### TEXTE FOURNI
Le quatre-vingtième anniversaire de la nomination de Genève comme siège de la Société des Nations, commémoré en avril 1999, a donné l'occasion de juger le rôle de l'Office des Nations Unies à Genève (ONUG) dans le contexte d'une perspective historique. Genève continue de fournir un cadre aux États Membres de l'ONU pour de nombreux aspects de leurs relations, se concentrant sur une approche tridimensionnelle en matière de maintien de la paix, de prévention des crises et de leur gestion.

Le rôle de Genève comme centre de savoir-faire et d'expertise a été réaffirmé. Au total, 105 chefs d'État et de gouvernement, ministres et dignitaires de haut niveau ont visité l'ONUG qui a conservé son importance dans le domaine de la diplomatie multilatérale. En ce qui concerne les opérations, elle a consolidé ses activités dans cinq grands domaines : la promotion des droits de l'homme et l'aide humanitaire; le commerce et le développement; la science et la technologie; la recherche et la formation; le désarmement. La prévention des catastrophes et des risques est un nouveau domaine d'activités. De par ces caractéristiques, Genève a consolidé sa position comme partie intégrante du système de l'ONU.

Malgré ses contraintes budgétaires, l'ONUG continue de renforcer ses activités en améliorant ses services et ses programmes. Les technologies de l'information sont devenues un élément clé des services communs et une priorité des activités de l'ONUG, y compris le Système à disque optique (SDO), qui est le centre de documentation le plus important de l'ONU et, du point de vue des technologies de l'information, l'un des plus grands atouts de l'Organisation. À Genève, le SDO contient plus de 100 000 documents. L'ONUG prévoit de renforcer sa capacité en technologies de l'information en développant des liens Internet entre les missions diplomatiques, les organisations internationales et les institutions spécialisées. Grâce à ces améliorations, l'ONUG est parfaitement apte à faire face aux situations complexes et continue d'être au premier plan en matière de diplomatie préventive et de consolidation de la paix.
######
### DONNÉES AFFICHÉES
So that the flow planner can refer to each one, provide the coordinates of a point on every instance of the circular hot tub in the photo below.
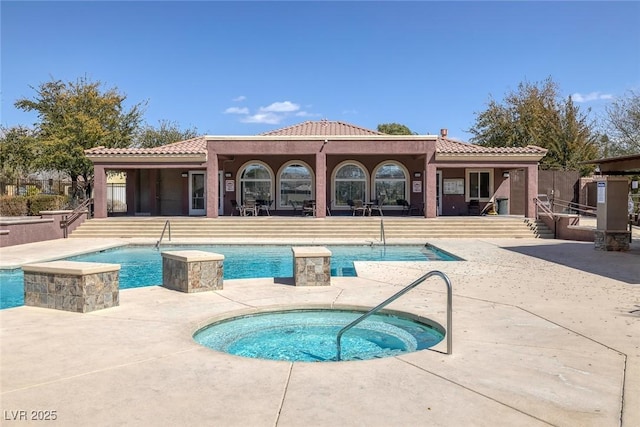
(310, 335)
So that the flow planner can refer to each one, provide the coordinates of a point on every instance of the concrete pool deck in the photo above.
(545, 332)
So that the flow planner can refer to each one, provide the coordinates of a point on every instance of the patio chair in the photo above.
(359, 208)
(407, 208)
(295, 205)
(264, 206)
(377, 206)
(474, 207)
(237, 207)
(309, 208)
(250, 208)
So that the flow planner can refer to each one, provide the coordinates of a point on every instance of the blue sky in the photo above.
(242, 68)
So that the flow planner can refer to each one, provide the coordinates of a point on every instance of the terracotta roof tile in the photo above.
(449, 146)
(322, 128)
(190, 146)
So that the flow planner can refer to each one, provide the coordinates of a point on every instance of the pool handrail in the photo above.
(395, 297)
(166, 224)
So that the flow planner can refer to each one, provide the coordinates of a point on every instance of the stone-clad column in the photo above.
(192, 271)
(311, 266)
(75, 286)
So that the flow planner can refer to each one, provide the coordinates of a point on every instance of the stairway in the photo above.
(347, 227)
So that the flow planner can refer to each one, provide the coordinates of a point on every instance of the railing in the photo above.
(167, 224)
(395, 297)
(573, 207)
(543, 206)
(81, 209)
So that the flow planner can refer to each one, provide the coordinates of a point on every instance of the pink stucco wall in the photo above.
(35, 229)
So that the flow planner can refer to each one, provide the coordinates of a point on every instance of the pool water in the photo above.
(310, 336)
(142, 265)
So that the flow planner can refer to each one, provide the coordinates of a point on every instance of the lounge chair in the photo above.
(377, 206)
(309, 208)
(407, 208)
(474, 207)
(250, 208)
(359, 208)
(237, 207)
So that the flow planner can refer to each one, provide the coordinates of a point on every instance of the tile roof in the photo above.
(322, 128)
(196, 145)
(450, 146)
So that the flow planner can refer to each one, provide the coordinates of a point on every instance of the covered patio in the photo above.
(333, 164)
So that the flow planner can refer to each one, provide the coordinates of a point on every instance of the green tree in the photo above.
(395, 129)
(623, 125)
(535, 114)
(166, 133)
(76, 116)
(18, 152)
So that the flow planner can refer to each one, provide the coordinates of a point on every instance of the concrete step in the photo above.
(336, 227)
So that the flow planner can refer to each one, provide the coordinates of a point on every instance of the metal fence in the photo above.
(29, 187)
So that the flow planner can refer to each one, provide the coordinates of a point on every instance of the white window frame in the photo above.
(468, 173)
(391, 204)
(279, 205)
(366, 180)
(239, 186)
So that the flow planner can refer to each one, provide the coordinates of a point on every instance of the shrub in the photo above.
(14, 206)
(46, 202)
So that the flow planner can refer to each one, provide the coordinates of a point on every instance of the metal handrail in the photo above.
(579, 208)
(166, 224)
(395, 297)
(74, 215)
(543, 207)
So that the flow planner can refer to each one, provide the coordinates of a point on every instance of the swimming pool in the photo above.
(310, 335)
(142, 265)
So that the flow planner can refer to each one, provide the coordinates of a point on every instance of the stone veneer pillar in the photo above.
(75, 286)
(192, 271)
(311, 266)
(608, 240)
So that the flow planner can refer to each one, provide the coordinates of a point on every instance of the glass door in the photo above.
(197, 193)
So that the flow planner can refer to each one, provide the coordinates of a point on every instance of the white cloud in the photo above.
(591, 96)
(236, 110)
(267, 118)
(281, 107)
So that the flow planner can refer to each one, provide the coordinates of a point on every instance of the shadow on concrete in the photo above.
(621, 266)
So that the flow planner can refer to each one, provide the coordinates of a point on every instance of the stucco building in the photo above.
(330, 162)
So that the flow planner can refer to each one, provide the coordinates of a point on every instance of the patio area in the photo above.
(545, 332)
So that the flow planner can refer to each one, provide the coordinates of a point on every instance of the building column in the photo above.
(531, 191)
(321, 185)
(99, 192)
(212, 184)
(430, 181)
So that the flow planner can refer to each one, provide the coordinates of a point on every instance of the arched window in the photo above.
(349, 183)
(255, 182)
(296, 184)
(390, 183)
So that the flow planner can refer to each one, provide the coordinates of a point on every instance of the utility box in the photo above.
(611, 233)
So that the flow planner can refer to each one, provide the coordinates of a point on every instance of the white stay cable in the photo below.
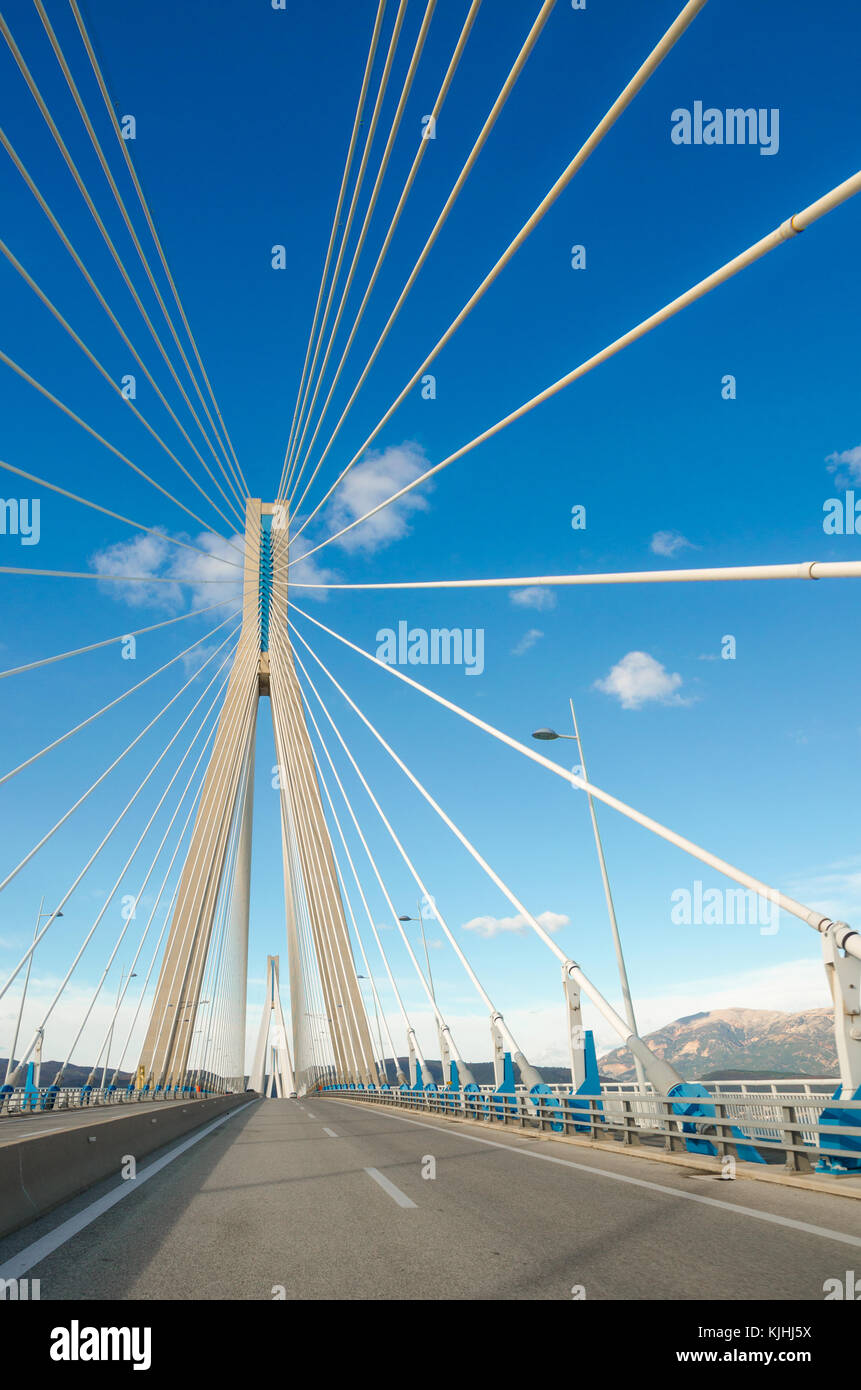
(93, 211)
(109, 641)
(814, 919)
(113, 704)
(118, 453)
(623, 100)
(109, 898)
(789, 228)
(103, 302)
(452, 198)
(422, 886)
(334, 231)
(155, 908)
(803, 570)
(369, 213)
(409, 865)
(341, 968)
(88, 937)
(117, 516)
(220, 773)
(411, 178)
(81, 799)
(348, 224)
(107, 377)
(411, 1032)
(152, 228)
(358, 934)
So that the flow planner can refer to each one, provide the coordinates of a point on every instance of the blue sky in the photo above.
(244, 118)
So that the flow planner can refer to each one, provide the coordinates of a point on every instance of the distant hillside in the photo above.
(73, 1075)
(740, 1044)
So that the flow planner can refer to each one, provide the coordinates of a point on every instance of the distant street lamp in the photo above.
(545, 736)
(110, 1037)
(420, 920)
(11, 1051)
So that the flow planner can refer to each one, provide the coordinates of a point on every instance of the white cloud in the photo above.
(666, 542)
(372, 481)
(835, 891)
(534, 595)
(191, 573)
(309, 571)
(526, 641)
(849, 459)
(637, 679)
(493, 926)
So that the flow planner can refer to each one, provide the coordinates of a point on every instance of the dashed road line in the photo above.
(397, 1196)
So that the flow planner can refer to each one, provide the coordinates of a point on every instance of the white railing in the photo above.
(778, 1118)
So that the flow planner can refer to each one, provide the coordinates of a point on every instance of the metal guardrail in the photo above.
(78, 1097)
(776, 1125)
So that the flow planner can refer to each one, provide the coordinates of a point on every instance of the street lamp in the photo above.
(110, 1036)
(545, 736)
(377, 1018)
(11, 1051)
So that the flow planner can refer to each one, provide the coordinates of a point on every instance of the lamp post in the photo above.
(379, 1029)
(11, 1051)
(545, 734)
(420, 920)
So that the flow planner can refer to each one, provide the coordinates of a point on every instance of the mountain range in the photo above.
(743, 1041)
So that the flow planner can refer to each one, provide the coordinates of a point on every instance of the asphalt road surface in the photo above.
(324, 1198)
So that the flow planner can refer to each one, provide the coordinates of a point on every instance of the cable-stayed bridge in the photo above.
(352, 1129)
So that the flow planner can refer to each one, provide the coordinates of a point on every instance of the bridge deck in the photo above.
(327, 1200)
(14, 1127)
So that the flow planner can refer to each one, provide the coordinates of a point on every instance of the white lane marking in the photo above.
(390, 1187)
(47, 1244)
(636, 1182)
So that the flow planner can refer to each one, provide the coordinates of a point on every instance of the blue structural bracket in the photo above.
(832, 1115)
(266, 577)
(31, 1090)
(551, 1107)
(590, 1086)
(420, 1083)
(696, 1108)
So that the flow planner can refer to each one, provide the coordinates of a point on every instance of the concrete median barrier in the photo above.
(43, 1171)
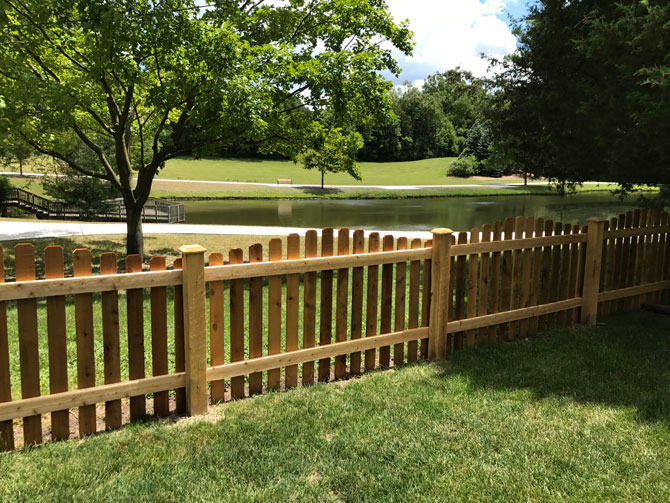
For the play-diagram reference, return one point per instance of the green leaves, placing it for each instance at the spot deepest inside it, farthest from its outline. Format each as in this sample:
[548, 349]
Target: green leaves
[138, 82]
[332, 151]
[586, 96]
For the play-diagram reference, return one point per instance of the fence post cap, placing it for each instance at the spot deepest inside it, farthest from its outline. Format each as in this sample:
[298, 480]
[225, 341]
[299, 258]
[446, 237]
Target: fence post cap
[189, 249]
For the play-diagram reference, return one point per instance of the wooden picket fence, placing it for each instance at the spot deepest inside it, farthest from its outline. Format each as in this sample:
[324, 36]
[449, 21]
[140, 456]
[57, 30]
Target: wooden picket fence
[235, 326]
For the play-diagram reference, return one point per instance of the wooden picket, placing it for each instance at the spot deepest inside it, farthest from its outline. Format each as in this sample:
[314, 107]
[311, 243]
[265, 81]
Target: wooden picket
[54, 268]
[274, 312]
[179, 343]
[357, 285]
[372, 302]
[309, 310]
[414, 292]
[386, 303]
[7, 426]
[255, 319]
[326, 321]
[484, 274]
[83, 309]
[159, 342]
[400, 303]
[217, 340]
[135, 319]
[111, 342]
[292, 308]
[236, 257]
[342, 303]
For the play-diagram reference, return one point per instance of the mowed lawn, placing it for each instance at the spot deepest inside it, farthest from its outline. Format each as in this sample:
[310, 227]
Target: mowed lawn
[574, 415]
[424, 172]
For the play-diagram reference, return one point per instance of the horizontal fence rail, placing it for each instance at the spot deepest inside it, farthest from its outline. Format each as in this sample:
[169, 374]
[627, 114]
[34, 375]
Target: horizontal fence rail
[127, 344]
######
- LE PROBLÈME -
D'après le texte sur l'Office des Nations Unies à Genève, combien de documents le Système à disque optique contient-il à Genève ? Ces données ne sont pas nécessaires.

- RÉPONSE RÉDIGÉE -
Plus de 100 000 documents.